Exercise description:
A precise repetition of every line below is the required answer.

Data supplied:
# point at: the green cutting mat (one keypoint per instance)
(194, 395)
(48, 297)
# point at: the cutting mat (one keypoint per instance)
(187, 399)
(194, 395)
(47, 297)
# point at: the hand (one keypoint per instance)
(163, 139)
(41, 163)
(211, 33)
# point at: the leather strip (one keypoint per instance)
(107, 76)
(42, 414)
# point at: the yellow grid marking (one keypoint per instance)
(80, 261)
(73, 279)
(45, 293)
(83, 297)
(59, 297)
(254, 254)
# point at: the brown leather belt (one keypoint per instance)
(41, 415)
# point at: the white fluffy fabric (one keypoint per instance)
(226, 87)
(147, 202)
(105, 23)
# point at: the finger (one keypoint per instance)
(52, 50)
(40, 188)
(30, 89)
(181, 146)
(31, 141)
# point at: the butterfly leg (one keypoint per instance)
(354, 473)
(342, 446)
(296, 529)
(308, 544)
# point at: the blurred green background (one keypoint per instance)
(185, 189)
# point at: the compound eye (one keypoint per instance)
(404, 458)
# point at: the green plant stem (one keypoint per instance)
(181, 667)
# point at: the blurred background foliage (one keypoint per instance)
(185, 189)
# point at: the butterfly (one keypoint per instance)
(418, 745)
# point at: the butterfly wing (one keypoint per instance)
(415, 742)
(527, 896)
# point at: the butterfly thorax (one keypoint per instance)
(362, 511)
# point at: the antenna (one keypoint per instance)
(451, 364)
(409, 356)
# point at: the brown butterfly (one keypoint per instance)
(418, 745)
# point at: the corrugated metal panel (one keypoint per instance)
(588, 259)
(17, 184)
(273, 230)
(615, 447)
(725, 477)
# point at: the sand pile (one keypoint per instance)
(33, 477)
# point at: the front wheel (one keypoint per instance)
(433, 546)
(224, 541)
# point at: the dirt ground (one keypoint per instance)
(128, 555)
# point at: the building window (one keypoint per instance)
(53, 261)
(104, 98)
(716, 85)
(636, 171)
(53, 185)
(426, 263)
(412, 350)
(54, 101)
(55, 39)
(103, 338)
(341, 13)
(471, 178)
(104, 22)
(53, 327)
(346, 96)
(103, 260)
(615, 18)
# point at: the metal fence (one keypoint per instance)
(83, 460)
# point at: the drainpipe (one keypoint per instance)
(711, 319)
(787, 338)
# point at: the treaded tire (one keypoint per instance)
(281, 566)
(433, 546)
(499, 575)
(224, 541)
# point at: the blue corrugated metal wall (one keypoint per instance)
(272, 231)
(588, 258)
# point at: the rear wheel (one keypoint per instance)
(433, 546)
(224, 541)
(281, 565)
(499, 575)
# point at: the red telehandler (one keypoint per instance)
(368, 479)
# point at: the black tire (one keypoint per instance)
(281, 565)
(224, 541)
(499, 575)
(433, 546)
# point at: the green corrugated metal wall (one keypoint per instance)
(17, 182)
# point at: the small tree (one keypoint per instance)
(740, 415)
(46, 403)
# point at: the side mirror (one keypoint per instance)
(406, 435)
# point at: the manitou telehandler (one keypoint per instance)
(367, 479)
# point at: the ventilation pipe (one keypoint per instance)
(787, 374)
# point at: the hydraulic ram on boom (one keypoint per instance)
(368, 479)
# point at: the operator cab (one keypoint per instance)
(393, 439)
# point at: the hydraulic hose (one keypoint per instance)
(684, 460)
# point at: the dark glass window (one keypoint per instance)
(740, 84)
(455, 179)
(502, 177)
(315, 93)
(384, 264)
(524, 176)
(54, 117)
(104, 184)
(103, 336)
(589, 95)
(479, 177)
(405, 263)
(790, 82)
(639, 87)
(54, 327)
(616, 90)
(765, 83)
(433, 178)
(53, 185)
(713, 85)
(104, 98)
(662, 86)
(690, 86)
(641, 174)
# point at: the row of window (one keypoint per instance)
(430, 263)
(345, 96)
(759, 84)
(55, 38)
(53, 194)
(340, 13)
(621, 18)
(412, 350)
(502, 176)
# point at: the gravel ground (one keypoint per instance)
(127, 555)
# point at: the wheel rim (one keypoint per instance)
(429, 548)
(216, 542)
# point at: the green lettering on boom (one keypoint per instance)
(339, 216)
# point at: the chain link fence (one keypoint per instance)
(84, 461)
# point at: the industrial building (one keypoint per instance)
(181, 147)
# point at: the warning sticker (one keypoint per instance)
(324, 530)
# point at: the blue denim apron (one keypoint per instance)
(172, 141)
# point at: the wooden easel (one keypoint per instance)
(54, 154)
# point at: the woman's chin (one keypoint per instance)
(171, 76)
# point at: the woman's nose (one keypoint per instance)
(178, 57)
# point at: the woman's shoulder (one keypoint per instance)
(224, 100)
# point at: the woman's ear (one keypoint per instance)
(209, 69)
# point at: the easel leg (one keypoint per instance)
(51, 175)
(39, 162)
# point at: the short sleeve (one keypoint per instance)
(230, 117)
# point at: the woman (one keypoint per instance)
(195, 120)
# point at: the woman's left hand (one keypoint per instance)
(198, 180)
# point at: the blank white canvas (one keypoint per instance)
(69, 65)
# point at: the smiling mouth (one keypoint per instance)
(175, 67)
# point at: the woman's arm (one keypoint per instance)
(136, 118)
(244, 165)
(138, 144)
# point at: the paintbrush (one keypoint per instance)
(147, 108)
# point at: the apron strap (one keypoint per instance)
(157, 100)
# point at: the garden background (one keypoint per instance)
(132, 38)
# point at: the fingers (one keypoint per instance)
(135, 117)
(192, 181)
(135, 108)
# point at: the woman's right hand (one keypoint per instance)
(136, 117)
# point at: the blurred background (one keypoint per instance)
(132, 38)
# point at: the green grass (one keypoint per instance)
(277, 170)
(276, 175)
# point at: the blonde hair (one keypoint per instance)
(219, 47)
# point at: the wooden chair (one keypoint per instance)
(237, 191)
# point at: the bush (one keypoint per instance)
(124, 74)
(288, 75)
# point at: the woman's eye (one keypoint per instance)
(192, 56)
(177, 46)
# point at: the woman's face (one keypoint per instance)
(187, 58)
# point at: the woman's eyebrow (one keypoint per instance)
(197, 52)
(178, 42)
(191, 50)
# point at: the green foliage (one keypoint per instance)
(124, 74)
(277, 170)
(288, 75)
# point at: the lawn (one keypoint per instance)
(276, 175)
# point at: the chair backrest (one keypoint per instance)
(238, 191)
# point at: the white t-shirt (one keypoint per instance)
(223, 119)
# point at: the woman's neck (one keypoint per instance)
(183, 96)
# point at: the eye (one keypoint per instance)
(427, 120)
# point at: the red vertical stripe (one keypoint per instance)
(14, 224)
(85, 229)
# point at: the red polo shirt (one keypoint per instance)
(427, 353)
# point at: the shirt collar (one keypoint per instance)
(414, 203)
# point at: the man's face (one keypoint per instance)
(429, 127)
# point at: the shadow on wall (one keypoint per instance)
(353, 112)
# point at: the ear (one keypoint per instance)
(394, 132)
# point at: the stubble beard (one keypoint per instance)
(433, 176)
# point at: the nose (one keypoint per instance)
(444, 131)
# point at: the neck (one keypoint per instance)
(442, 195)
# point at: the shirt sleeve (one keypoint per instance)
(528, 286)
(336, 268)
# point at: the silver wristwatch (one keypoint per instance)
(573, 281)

Result for this task:
# point at: the green cutting mat (one keypoint per instance)
(194, 395)
(48, 297)
# point at: the cutting mat (one keypoint per instance)
(187, 399)
(194, 395)
(47, 297)
# point at: the hand (one keypoint per instance)
(163, 139)
(41, 163)
(211, 33)
# point at: the leather strip (one keypoint per instance)
(107, 76)
(42, 414)
# point at: the yellow grid marking (one keypoint per instance)
(80, 261)
(73, 279)
(45, 293)
(83, 297)
(59, 297)
(254, 254)
# point at: the brown leather belt (one keypoint per instance)
(41, 415)
# point at: the white fluffy fabric (one keypoint per instance)
(226, 87)
(147, 202)
(105, 23)
# point at: the finger (one keypoint per instance)
(52, 50)
(40, 188)
(30, 89)
(181, 146)
(31, 141)
# point at: the butterfly leg (one keypoint per instance)
(354, 473)
(342, 446)
(296, 529)
(308, 544)
# point at: the blurred green background (one keypoint per instance)
(185, 189)
# point at: the compound eye (one keypoint per instance)
(404, 458)
# point at: the green plant stem (one keypoint per instance)
(181, 667)
# point at: the blurred background foliage (one keypoint per instance)
(185, 189)
# point at: the butterfly (one keypoint per instance)
(418, 745)
# point at: the butterfly wing (one keypoint per instance)
(415, 742)
(527, 896)
# point at: the butterfly thorax (one keypoint per instance)
(362, 511)
# point at: the antenna (one keypoint per instance)
(451, 364)
(409, 356)
# point at: the brown butterfly (one keypoint per instance)
(418, 745)
# point at: the corrugated metal panel (one keypoint per instance)
(588, 259)
(17, 184)
(273, 230)
(615, 447)
(725, 477)
# point at: the sand pile (one keypoint per instance)
(33, 477)
# point at: the front wheel (one keypoint per instance)
(433, 546)
(224, 541)
# point at: the dirt ground (one keypoint per instance)
(128, 555)
# point at: the building window (one keypoint per instance)
(53, 261)
(104, 98)
(716, 85)
(636, 171)
(53, 185)
(426, 263)
(412, 350)
(54, 101)
(55, 39)
(103, 338)
(341, 13)
(471, 178)
(104, 22)
(53, 327)
(346, 96)
(103, 260)
(615, 18)
# point at: the metal fence (one keypoint per instance)
(83, 460)
# point at: the drainpipe (one keypoint per instance)
(711, 319)
(787, 338)
# point at: the treaded tire (one keypoint per instance)
(281, 566)
(433, 546)
(499, 575)
(224, 541)
# point at: the blue corrugated metal wall (one keypoint per instance)
(272, 231)
(588, 258)
# point at: the rear wheel (one keypoint per instance)
(433, 546)
(224, 541)
(281, 565)
(499, 575)
# point at: the red telehandler (one keypoint per instance)
(368, 479)
# point at: the black tire (one keypoint per instance)
(281, 565)
(224, 541)
(499, 575)
(433, 546)
# point at: the green corrugated metal wall (one keypoint per instance)
(17, 182)
# point at: the small tree (one keypoint per instance)
(740, 415)
(46, 403)
# point at: the side mirror (one keypoint per instance)
(406, 435)
# point at: the manitou telehandler (one keypoint per instance)
(367, 479)
# point at: the ventilation pipe (one keypoint per instance)
(787, 374)
# point at: the hydraulic ram on boom (one keypoint per instance)
(368, 479)
# point at: the operator cab (one keypoint per instance)
(393, 439)
# point at: the hydraulic hose (one keypoint per instance)
(684, 460)
# point at: the dark glass window (one keypoint per instance)
(740, 84)
(455, 179)
(502, 177)
(315, 93)
(384, 264)
(524, 176)
(54, 117)
(104, 184)
(103, 336)
(589, 95)
(479, 177)
(405, 263)
(790, 82)
(639, 87)
(54, 327)
(616, 90)
(765, 83)
(433, 178)
(53, 185)
(713, 85)
(104, 98)
(662, 86)
(690, 86)
(641, 174)
# point at: the row of window (one keypoint per instance)
(430, 263)
(345, 96)
(759, 84)
(55, 38)
(53, 194)
(340, 13)
(621, 18)
(412, 350)
(502, 176)
# point at: the gravel ground (one keypoint per instance)
(127, 555)
# point at: the wheel rim (one keypoint per instance)
(429, 548)
(216, 542)
# point at: the green lettering on boom (one keypoint per instance)
(339, 216)
# point at: the chain link fence (one keypoint per instance)
(84, 461)
# point at: the industrial building (one keypoint per instance)
(181, 147)
# point at: the warning sticker (one keypoint per instance)
(324, 530)
# point at: the blue denim apron (one keypoint per instance)
(172, 141)
# point at: the wooden easel (one keypoint per instance)
(54, 154)
# point at: the woman's chin (one keypoint per instance)
(171, 76)
# point at: the woman's nose (one keypoint per instance)
(178, 57)
# point at: the woman's shoulder (one keypoint per instance)
(224, 100)
# point at: the woman's ear (one keypoint per instance)
(209, 69)
# point at: the easel leg (one keypoint per instance)
(51, 175)
(39, 162)
# point at: the short sleeve (one keypoint per instance)
(230, 117)
# point at: the woman (one keypoint per instance)
(195, 120)
# point at: the woman's left hand (one keypoint per instance)
(198, 180)
# point at: the blank white canvas (one keypoint per instance)
(69, 65)
# point at: the smiling mouth (one keypoint per instance)
(175, 67)
# point at: the woman's arm (one keypoint per instance)
(136, 118)
(244, 165)
(138, 144)
# point at: the paintbrush (one keypoint per instance)
(147, 108)
# point at: the apron strap (one keypoint per instance)
(157, 100)
# point at: the garden background (one keypoint per instance)
(132, 38)
# point at: the fingers (one keypoint per instance)
(135, 117)
(192, 181)
(135, 108)
# point at: the woman's right hand (one keypoint per instance)
(136, 117)
# point at: the blurred background (one keypoint per instance)
(132, 38)
# point at: the green grass (one keypoint per instance)
(277, 170)
(276, 175)
# point at: the blonde hair (one keypoint per instance)
(219, 47)
# point at: the wooden chair (one keypoint per instance)
(237, 191)
# point at: the bush (one keypoint per instance)
(124, 74)
(288, 75)
# point at: the woman's eye (one keypoint per instance)
(192, 56)
(177, 46)
# point at: the woman's face (one keypoint per instance)
(187, 58)
# point at: the woman's eyebrow (one keypoint per instance)
(197, 52)
(178, 42)
(191, 50)
# point at: the green foliage (one keypoint per instance)
(124, 74)
(277, 170)
(288, 75)
# point at: the lawn (one keypoint per instance)
(276, 175)
# point at: the chair backrest (one keypoint per instance)
(238, 191)
# point at: the white t-shirt (one keypoint per instance)
(223, 119)
# point at: the woman's neck (one keypoint per instance)
(183, 96)
# point at: the eye (one keypoint per instance)
(427, 120)
# point at: the red vertical stripe (one keypoint per instance)
(14, 224)
(85, 229)
# point at: the red polo shirt (one keypoint per instance)
(427, 353)
# point at: the shirt collar (one keypoint per instance)
(414, 203)
# point at: the man's face (one keypoint per instance)
(429, 127)
# point at: the shadow on wall (one keypoint per instance)
(353, 112)
# point at: the ear (one keypoint per instance)
(394, 132)
# point at: the stubble beard (one keypoint per instance)
(433, 176)
# point at: the nose (one keypoint per instance)
(444, 131)
# point at: the neck (one keypoint per instance)
(442, 195)
# point at: the shirt sleeve (one keypoint per instance)
(528, 286)
(336, 268)
# point at: the silver wristwatch (one keypoint per instance)
(573, 281)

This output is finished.